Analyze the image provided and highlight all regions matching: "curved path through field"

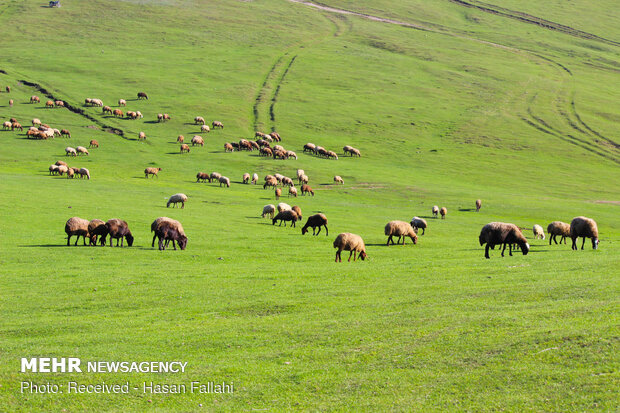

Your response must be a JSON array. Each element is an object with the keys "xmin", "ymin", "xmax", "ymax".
[{"xmin": 288, "ymin": 0, "xmax": 620, "ymax": 163}]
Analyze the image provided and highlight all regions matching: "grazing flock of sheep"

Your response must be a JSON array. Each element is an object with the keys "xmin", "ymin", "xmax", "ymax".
[{"xmin": 3, "ymin": 86, "xmax": 599, "ymax": 262}]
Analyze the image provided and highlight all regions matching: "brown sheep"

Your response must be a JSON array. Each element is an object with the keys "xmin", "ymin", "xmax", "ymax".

____________

Exercise description | Render every line of the entries above as a Markdown table with a "Number" column for the row number and a "Content" column for the line. Omit blank lines and leave the pictures out.

Full output |
| Number | Content |
|---|---|
| 1 | Analyze the image provided and highlight all regions matching: "curved path through field" |
| 2 | Your response must be a JSON array. Each element is an object with the keys "xmin", "ymin", "xmax", "ymax". |
| 3 | [{"xmin": 288, "ymin": 0, "xmax": 620, "ymax": 163}] |
| 4 | Analyze the image provided and highlight all regions matching: "grazing flock of sheep" |
| 5 | Your response must be a JSON array. Each element is an object with the keys "xmin", "ymin", "xmax", "ymax". |
| 6 | [{"xmin": 3, "ymin": 86, "xmax": 599, "ymax": 262}] |
| 7 | Analyze the image provided and highlight all regions matching: "brown sheep" |
| 8 | Your response must be a JSON array. Each element is an object with the keys "xmin", "ymin", "xmax", "ymax". |